**Tugas Anda**
(1) Dalam tulisan tentang Situs Menggung di bawah, kalimat yang diawali "Udara sejuk menyeruak" menyebut beberapa nama tempat. Tuliskan semuanya.
(2) Terjemahkan kalimat dari tulisan tentang Situs Menggung berikut ke dalam bahasa Inggris: "Sebagian besar masyarakat di sini memang bermata pencaharian sebagai pembudidaya tanaman hias yang menyuplai ke berbagai tempat."

-------- Kutipan Dokumen

Mohon tunggu...
Satria Widiatiaga
Satria Widiatiaga Mohon Tunggu... Guru - Guru Sekolah Alam

Guru di Sekolah Alam Aminah Sukoharjo

Selanjutnya

Tutup

Trip Pilihan

Menyibak Misteri Situs Menggung di Lereng Gunung Lawu

10 Juli 2024   18:27 Diperbarui: 10 Juli 2024   18:35 383
+
Laporkan Konten
Laporkan Akun
Kompasiana adalah platform blog. Konten ini menjadi tanggung jawab bloger dan tidak mewakili pandangan redaksi Kompas.
Lihat foto
Situs Menggung dengan latar belakang desa Nglurah yang asri dengan tanaman hiasnya (dokpri)

Udara sejuk menyeruak ke dalam relung nafas ini, pemandangan Cemara hijau perbukitan memanjakan mata di sepanjang perjalanan menuju Bumi Perkemahan Pleseran, Nglurah Tawangmangu, Karanganyar.

Sekitar akhir tahun lalu, sekolah kami mengadakan perjalanan trip gathering untuk para guru dan tenaga kependidikan ke Bumi Perkemahan Pleseran, Tawangmangu, lokasinya terletak tepat di kaki gunung Lawu, tentunya menambah keseruan acara gathering ini karena tempatnya yang berhawa sejuk dan pemandangan gunung yang elok.

Pada saat itu, kebetulan jalan dari jalur utama menuju bumi perkemahan sedang ditutup dikarenakan ada perbaikan jembatan menuju kesana, hingga perjalanan harus dilanjutkan dengan berjalan kaki yang menempuh jarak sekitar 2 km.

Setelah melewati jembatan yang sedang diperbaiki melalui ‘kreteg’ alias jembatan bambu darurat. Sebagian peserta gathering memilih menggunakan pickup yang disediakan panitia, sementara saya dan anak saya yang kebetulan ikut, memutuskan untuk berjalan kaki untuk lanjutkan perjalanan walau jalur yang dijalani naik turun lumayan menguras energi.

Saya dan anak saya bersemangat berjalan kaki, sambil menikmati keindahan kampung Nglurah yang dimana rumah-rumahnya merupakan sentra budidaya tanaman hias. Sebagian besar masyarakat di sini memang bermata pencaharian sebagai pembudidaya tanaman hias yang menyuplai ke berbagai tempat.

Ada sekitar 100 meter kami berjalan agak mendaki, dan kami pun memutuskan untuk rehat sejenak, namun ada yang menarik perhatian saya yaitu terdapat plang nama “Cagar Budaya Situs Menggung” yang dilatarbelakangi punden berundak dan pohon beringin yang sangat besar.

4 arca Dwarapala menyambut depan teras (dokpri)
4 arca Dwarapala menyambut depan teras (dokpri)

----------------
-------- Data yang Diberikan

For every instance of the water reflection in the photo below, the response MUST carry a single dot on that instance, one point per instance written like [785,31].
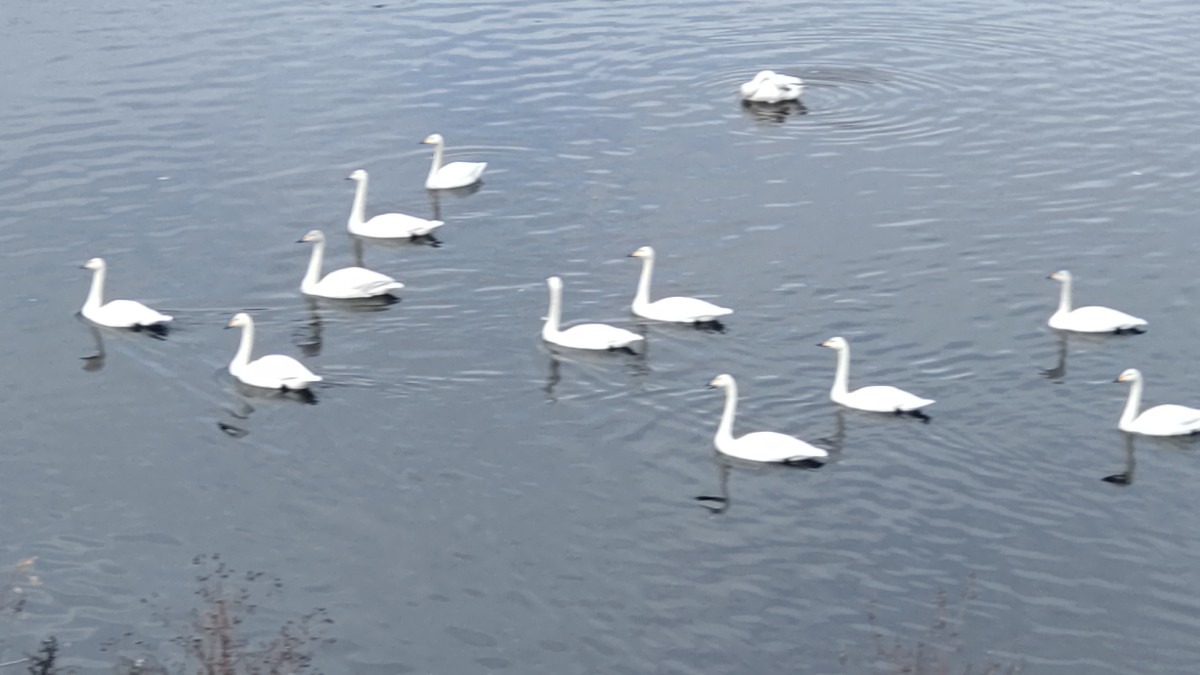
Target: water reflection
[721,500]
[835,442]
[1125,477]
[95,362]
[773,113]
[1059,370]
[635,362]
[306,396]
[237,430]
[309,335]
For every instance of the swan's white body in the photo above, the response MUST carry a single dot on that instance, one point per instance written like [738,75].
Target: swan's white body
[1159,420]
[342,284]
[455,174]
[115,314]
[679,310]
[1091,318]
[383,226]
[585,335]
[760,446]
[769,87]
[273,371]
[871,399]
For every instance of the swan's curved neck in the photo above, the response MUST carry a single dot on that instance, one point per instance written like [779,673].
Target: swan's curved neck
[358,211]
[313,274]
[1133,405]
[1065,298]
[437,160]
[96,293]
[643,284]
[841,377]
[725,430]
[556,312]
[247,342]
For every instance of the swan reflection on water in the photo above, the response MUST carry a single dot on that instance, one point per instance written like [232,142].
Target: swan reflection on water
[95,360]
[773,113]
[721,501]
[635,360]
[1126,476]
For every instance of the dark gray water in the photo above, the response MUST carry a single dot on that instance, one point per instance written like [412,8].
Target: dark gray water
[461,500]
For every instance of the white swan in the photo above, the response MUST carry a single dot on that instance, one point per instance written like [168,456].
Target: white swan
[455,174]
[383,226]
[769,87]
[273,371]
[342,284]
[760,446]
[1091,318]
[117,314]
[682,310]
[585,335]
[871,399]
[1159,420]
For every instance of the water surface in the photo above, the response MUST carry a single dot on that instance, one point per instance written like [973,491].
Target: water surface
[465,500]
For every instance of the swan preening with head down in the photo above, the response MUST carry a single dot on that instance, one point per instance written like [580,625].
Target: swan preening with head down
[455,174]
[342,284]
[871,399]
[1091,318]
[769,87]
[681,310]
[383,226]
[585,335]
[760,446]
[117,314]
[273,371]
[1159,420]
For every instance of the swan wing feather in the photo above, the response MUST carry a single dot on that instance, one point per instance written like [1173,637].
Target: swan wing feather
[883,399]
[772,446]
[126,314]
[595,336]
[456,174]
[395,226]
[277,371]
[682,310]
[1168,420]
[1096,318]
[354,282]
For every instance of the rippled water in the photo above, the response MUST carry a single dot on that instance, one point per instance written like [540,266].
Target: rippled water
[463,500]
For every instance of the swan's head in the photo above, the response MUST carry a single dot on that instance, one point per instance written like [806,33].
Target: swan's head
[721,381]
[1131,375]
[239,320]
[834,344]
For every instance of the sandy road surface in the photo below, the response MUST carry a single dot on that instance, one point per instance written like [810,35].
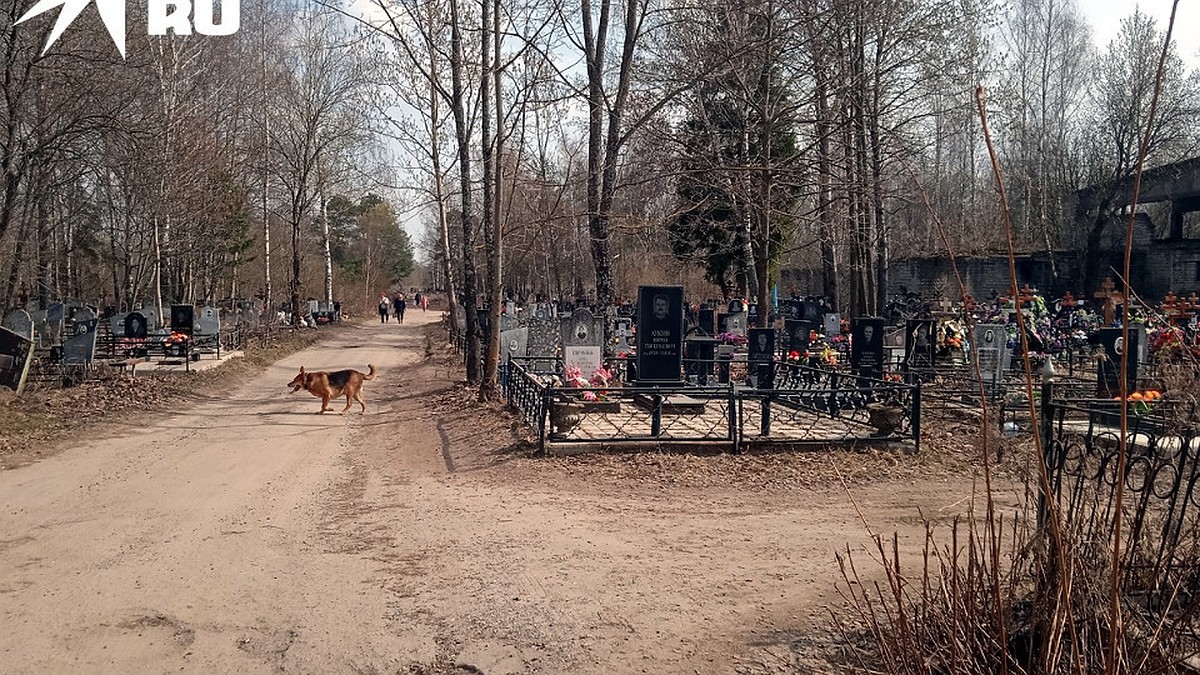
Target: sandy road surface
[249,535]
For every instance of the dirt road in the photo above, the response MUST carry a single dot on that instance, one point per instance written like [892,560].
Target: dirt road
[249,535]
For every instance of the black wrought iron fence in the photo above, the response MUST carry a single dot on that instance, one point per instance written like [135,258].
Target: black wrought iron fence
[1083,444]
[840,408]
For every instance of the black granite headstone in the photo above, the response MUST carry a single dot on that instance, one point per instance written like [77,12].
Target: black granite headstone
[660,333]
[136,326]
[183,318]
[867,347]
[1109,371]
[762,357]
[919,344]
[791,310]
[797,335]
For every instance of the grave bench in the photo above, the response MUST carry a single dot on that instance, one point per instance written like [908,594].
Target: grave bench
[127,364]
[151,348]
[820,390]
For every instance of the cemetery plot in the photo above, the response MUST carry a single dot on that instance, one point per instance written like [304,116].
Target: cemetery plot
[822,408]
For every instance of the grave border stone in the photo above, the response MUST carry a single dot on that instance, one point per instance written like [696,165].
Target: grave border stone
[660,334]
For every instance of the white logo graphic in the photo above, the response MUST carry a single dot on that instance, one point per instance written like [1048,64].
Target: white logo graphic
[112,12]
[180,19]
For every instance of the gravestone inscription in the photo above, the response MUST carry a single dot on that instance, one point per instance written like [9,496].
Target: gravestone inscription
[797,335]
[736,323]
[151,317]
[79,346]
[867,347]
[919,344]
[623,329]
[700,352]
[183,318]
[514,342]
[991,342]
[660,333]
[761,358]
[136,327]
[208,322]
[1109,369]
[582,342]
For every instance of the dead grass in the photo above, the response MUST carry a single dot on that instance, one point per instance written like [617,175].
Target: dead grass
[35,424]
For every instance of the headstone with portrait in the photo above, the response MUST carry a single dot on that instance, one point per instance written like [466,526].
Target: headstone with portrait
[811,311]
[761,358]
[791,309]
[136,326]
[79,347]
[544,334]
[622,330]
[867,347]
[1109,370]
[736,323]
[183,318]
[582,342]
[797,335]
[46,332]
[991,344]
[151,317]
[660,333]
[919,344]
[514,342]
[16,353]
[832,324]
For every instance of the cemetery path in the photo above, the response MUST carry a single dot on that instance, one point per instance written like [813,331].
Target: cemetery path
[249,535]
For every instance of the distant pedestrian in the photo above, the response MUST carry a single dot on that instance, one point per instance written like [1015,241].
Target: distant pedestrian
[399,303]
[384,308]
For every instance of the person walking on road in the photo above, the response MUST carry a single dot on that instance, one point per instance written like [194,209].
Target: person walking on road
[384,306]
[400,308]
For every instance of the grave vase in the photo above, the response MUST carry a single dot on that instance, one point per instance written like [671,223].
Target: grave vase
[564,417]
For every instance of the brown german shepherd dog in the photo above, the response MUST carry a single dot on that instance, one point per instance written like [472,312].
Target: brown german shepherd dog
[327,386]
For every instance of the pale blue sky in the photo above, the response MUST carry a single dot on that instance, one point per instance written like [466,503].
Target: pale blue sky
[1105,18]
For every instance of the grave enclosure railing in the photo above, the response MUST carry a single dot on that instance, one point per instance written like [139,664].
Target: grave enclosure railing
[1161,503]
[822,410]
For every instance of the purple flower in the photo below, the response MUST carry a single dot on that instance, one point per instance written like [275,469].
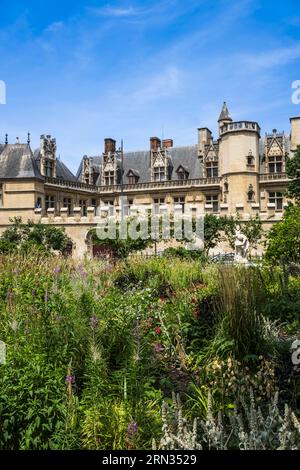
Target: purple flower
[158,348]
[10,295]
[94,321]
[132,429]
[71,379]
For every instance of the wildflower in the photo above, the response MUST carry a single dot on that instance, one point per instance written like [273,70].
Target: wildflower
[14,325]
[10,295]
[132,429]
[70,379]
[157,330]
[94,321]
[158,348]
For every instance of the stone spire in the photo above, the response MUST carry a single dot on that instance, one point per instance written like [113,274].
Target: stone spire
[224,116]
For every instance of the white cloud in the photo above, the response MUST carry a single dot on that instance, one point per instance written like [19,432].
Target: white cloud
[55,27]
[273,58]
[115,12]
[162,85]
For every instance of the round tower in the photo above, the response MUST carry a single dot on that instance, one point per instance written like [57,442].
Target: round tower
[239,164]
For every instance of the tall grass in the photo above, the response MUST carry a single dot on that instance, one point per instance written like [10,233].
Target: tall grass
[241,299]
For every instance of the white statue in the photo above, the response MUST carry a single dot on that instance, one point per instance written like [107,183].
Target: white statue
[241,246]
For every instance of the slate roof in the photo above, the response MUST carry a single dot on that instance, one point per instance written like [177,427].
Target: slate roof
[224,113]
[17,161]
[139,163]
[62,171]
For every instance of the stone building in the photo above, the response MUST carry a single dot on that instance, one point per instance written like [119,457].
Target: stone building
[240,171]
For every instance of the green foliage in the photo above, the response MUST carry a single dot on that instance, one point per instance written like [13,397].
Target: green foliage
[253,230]
[25,237]
[94,349]
[283,240]
[213,227]
[293,172]
[185,254]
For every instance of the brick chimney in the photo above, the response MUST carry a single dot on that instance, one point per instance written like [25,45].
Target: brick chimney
[167,143]
[155,143]
[109,145]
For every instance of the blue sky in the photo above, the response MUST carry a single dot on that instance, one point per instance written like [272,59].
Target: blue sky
[84,70]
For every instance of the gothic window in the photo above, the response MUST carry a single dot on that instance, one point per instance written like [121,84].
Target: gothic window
[180,200]
[49,168]
[250,159]
[109,178]
[182,174]
[68,204]
[132,177]
[275,164]
[250,193]
[38,204]
[49,202]
[82,205]
[159,173]
[211,169]
[276,197]
[213,200]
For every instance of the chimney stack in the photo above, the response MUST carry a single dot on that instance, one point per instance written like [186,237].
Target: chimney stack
[167,143]
[155,144]
[109,145]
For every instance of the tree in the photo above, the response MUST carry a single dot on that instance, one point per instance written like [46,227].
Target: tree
[25,237]
[212,231]
[293,171]
[283,240]
[120,247]
[253,230]
[229,225]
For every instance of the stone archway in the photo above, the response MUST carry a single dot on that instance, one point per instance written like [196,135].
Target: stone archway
[97,250]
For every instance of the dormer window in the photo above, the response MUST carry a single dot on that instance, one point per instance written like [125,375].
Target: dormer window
[212,169]
[275,164]
[49,167]
[250,159]
[250,193]
[109,178]
[182,173]
[132,176]
[159,173]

----------------

**Jawaban Tugas**
(1) Bumi Perkemahan Pleseran, Nglurah, Tawangmangu, Karanganyar

(2) Most of the people here do indeed make their living as ornamental plant growers who supply various places.